Filtere aus dem folgenden Material jede Zeile heraus, die das Wort „with“ enthält, und gib sie unverändert wieder. Groß- und Kleinschreibung zählt.

**BEREITGESTELLTES MATERIAL:**
'''

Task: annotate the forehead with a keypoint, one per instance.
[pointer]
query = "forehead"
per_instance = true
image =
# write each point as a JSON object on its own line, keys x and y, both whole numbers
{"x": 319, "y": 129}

'''
'''

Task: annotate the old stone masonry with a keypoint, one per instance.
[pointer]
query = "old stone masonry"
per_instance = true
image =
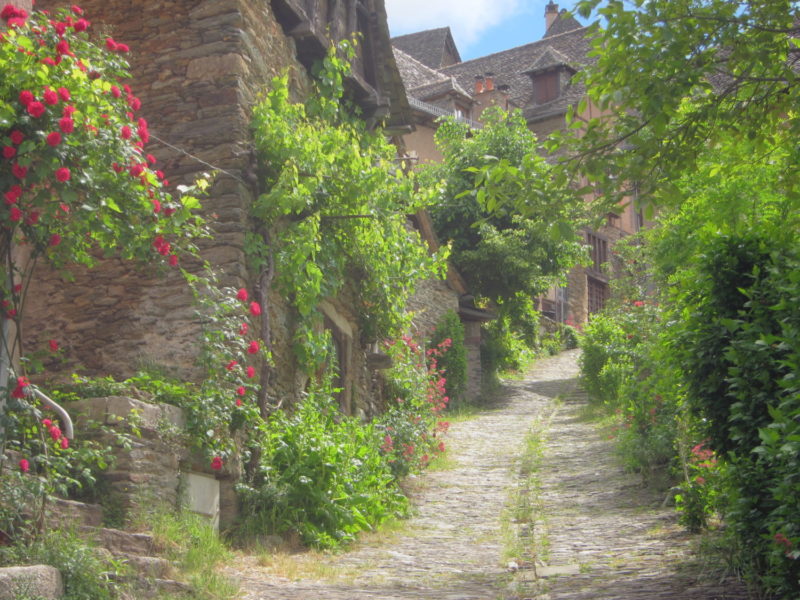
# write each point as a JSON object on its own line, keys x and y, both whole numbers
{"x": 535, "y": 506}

'''

**ANTWORT:**
Task: annotate the forehead with a keypoint, one per instance.
Task: annotate the old stone masonry with a keypoint, one per instance.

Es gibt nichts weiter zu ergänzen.